• **How to complete this task**: Rewrite the entries below, replacing every occurrence of "rough mask" with "coarse mask" and leaving everything else unchanged.

[Records for the exercise — start]

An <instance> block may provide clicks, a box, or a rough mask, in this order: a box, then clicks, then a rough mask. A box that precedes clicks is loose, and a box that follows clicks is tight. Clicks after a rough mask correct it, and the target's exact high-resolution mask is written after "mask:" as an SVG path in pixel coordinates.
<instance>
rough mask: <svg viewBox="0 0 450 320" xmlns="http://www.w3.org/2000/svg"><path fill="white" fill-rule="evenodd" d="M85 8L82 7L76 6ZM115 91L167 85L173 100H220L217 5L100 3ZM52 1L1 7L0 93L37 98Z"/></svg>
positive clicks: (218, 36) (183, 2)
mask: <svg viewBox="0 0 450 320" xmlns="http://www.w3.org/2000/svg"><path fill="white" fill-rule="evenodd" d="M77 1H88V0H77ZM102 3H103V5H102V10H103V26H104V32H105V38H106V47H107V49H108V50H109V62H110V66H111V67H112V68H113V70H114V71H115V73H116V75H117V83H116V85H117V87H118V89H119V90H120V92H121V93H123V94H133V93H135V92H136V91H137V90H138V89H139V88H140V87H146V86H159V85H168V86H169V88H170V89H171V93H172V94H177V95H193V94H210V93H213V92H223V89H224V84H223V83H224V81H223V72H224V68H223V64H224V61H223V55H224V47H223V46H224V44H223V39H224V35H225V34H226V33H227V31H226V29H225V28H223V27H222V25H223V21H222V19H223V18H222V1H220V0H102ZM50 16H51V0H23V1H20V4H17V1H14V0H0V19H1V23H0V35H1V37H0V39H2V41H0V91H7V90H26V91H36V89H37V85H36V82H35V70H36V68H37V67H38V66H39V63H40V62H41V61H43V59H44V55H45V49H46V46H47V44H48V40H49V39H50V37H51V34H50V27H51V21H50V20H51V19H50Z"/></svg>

[Records for the exercise — finish]

• **Exercise response**:
An <instance> block may provide clicks, a box, or a coarse mask, in this order: a box, then clicks, then a coarse mask. A box that precedes clicks is loose, and a box that follows clicks is tight. Clicks after a coarse mask correct it, and the target's exact high-resolution mask is written after "mask:" as an SVG path in pixel coordinates.
<instance>
coarse mask: <svg viewBox="0 0 450 320" xmlns="http://www.w3.org/2000/svg"><path fill="white" fill-rule="evenodd" d="M85 8L82 7L76 6ZM115 91L167 85L173 100H220L217 5L100 3ZM52 1L1 7L0 93L37 98Z"/></svg>
positive clicks: (218, 36) (183, 2)
mask: <svg viewBox="0 0 450 320" xmlns="http://www.w3.org/2000/svg"><path fill="white" fill-rule="evenodd" d="M77 1H88V0H77ZM102 3H103V5H102V10H103V26H104V32H105V38H106V47H107V49H108V50H109V62H110V66H111V67H112V68H113V70H114V71H115V73H116V75H117V83H116V85H117V87H118V89H119V90H120V92H121V93H123V94H133V93H135V92H136V91H137V90H138V89H139V88H140V87H146V86H159V85H168V86H169V88H170V89H171V93H172V94H177V95H193V94H210V93H213V92H223V89H224V84H223V83H224V81H223V72H224V68H223V64H224V61H223V55H224V47H223V46H224V44H223V39H224V35H225V34H226V33H227V31H226V29H225V28H223V27H222V25H223V21H222V19H223V18H222V1H220V0H102ZM50 16H51V0H23V1H20V4H17V1H14V0H0V19H1V23H0V35H1V37H0V39H2V41H0V91H7V90H26V91H36V89H37V85H36V82H35V70H36V68H37V67H38V66H39V63H40V62H41V61H43V59H44V55H45V49H46V46H47V44H48V40H49V39H50V37H51V34H50V27H51V21H50V20H51V19H50Z"/></svg>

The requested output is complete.